→ Task input:

◆ ◆ ◆ ◆ ◆

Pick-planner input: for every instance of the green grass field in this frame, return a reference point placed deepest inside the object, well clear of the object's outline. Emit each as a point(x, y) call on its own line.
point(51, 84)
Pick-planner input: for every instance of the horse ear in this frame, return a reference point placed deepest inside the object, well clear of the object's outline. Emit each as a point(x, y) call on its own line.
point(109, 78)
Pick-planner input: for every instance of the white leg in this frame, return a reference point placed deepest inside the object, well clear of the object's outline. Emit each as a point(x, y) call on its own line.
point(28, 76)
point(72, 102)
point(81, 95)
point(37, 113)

◆ ◆ ◆ ◆ ◆

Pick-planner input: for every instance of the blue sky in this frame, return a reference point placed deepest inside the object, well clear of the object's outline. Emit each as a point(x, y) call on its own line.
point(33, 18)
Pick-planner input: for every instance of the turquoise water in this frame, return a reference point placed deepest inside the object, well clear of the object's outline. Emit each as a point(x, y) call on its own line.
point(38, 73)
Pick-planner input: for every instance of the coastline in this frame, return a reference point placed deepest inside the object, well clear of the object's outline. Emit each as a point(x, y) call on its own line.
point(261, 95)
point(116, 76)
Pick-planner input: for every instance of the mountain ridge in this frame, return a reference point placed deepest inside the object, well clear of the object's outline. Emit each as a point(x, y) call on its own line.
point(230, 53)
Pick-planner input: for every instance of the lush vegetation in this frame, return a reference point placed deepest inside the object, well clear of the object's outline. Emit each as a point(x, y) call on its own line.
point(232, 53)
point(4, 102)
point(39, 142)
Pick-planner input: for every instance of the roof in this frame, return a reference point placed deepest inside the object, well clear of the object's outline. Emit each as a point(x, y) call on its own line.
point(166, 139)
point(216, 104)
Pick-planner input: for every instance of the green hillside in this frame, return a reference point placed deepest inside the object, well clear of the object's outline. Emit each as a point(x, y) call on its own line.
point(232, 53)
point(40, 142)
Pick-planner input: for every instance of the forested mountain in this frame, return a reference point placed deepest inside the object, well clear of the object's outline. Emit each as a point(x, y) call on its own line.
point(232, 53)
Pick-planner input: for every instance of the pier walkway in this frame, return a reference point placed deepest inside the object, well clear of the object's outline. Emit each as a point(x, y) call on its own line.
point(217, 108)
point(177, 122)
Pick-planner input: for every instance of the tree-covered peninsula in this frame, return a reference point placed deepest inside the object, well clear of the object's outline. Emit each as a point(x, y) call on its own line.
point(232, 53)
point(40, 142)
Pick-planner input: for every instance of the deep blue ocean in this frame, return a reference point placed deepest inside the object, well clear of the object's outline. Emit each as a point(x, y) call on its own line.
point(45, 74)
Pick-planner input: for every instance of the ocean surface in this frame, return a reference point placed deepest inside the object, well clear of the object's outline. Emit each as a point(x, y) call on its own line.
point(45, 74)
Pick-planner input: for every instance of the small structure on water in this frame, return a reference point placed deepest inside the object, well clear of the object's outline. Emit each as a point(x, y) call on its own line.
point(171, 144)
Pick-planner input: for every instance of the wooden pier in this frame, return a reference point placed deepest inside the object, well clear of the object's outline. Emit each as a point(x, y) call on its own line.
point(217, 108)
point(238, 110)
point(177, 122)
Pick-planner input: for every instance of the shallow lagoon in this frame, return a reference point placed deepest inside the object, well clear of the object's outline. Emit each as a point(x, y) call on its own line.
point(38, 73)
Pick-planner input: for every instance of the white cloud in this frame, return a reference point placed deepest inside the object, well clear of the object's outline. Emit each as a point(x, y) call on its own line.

◆ ◆ ◆ ◆ ◆

→ Set task: Can you reproduce the entries above word for word, starting at the line that contains "Pick-planner input: for every instance of the mountain" and ending at the line that contains "point(39, 142)", with both of those lines included?

→ Expected output:
Pick-planner input: for every instance of the mountain ridge in this frame, return a reference point placed deepest inside the object, well clear of the object's outline. Emit each as a point(x, y) call on its own line.
point(230, 53)
Pick-planner input: for every instance of the lush vegetation in this frame, return a reference point placed deepest inside the object, well clear of the object's outline. Emit each as a point(x, y) call on its own line.
point(232, 53)
point(4, 102)
point(39, 142)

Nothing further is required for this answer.